- [Reading text]

>> START

As you might expect, blended family holidays, particularly Christmas, can be fraught with thwarted expectations and nostalgic remembrances of how things used to be when mom and dad were still married. Every family has its own traditions and blending them and finding a common ground is the hardest to do this time of year.
When I was a single mom my two girls always spent Christmas eve and woke up Christmas morning at my house. My ex would come over in time to watch them open their presents and we would all have breakfast and play with the new toys. There was no stress or drama and everyone was happy.
Things were a little different for Paul. When he was a single dad his kids spent Christmas eve at their mom’s and woke up Christmas morning at her house and he stayed at home alone. He didn’t get invited to go over to her house and he did not get to share in the joy of Christmas morning with his children. They would come to his house later in the afternoon, but it just wasn’t the same. Two years ago Paul decided he wanted this to change and told his ex he wanted his turn having the kids wake up Christmas morning with him. She was not happy about it, but went along with it when they decided they would alternate the holiday every year. I, in turn, made the same arrangement with my ex giving him his turn to have the kids on Christmas morning. (Are you keeping up? I know, it’s exhausting keeping track.)

>> END

[Rows from a dataset]
>> START

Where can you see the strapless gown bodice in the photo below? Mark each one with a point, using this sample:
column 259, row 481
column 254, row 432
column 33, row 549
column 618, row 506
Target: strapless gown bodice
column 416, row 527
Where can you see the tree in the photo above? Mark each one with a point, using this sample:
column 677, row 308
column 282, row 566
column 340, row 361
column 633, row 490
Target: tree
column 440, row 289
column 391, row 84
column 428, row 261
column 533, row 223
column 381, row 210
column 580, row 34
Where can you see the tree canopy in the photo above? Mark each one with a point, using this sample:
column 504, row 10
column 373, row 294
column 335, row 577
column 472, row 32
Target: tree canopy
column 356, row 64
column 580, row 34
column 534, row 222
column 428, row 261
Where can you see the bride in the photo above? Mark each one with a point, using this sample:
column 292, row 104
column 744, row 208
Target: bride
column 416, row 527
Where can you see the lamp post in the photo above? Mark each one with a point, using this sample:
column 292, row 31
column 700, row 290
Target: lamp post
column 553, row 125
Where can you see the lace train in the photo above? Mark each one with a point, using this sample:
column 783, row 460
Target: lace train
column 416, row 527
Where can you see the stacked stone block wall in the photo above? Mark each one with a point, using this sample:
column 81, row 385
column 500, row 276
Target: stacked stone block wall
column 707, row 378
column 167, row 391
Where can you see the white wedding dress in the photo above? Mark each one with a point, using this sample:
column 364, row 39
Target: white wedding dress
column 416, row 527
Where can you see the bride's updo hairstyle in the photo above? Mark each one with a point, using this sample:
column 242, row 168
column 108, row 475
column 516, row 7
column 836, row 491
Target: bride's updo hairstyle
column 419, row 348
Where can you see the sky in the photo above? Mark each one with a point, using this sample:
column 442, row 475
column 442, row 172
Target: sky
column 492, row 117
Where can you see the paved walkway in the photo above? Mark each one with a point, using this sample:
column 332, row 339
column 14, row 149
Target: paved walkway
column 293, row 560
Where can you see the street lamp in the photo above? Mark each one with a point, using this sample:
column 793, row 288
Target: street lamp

>> END

- [Stated goal 1]
Do these statements agree with the text on blended family holidays? For each, answer yes or no and quote the deciding words of the text exactly.
(a) When the writer was a single mom, the two girls woke up Christmas morning at the writer's house.
(b) Paul's ex invited him over to her house on Christmas morning.
(c) Paul and his ex decided to alternate the holiday every year.
- [Stated goal 2]
Can you transcribe the rows word for word, beginning at the line that has "Where can you see the bride's" and stopping after the line that has "column 419, row 348"?

- [Solution 1]
(a) Yes: "my two girls always spent Christmas eve and woke up Christmas morning at my house"
(b) No: "He didn’t get invited to go over to her house"
(c) Yes: "they decided they would alternate the holiday every year"

- [Solution 2]
Where can you see the bride's updo hairstyle in the photo above? Mark each one with a point, using this sample:
column 242, row 168
column 108, row 475
column 516, row 7
column 836, row 491
Target: bride's updo hairstyle
column 419, row 348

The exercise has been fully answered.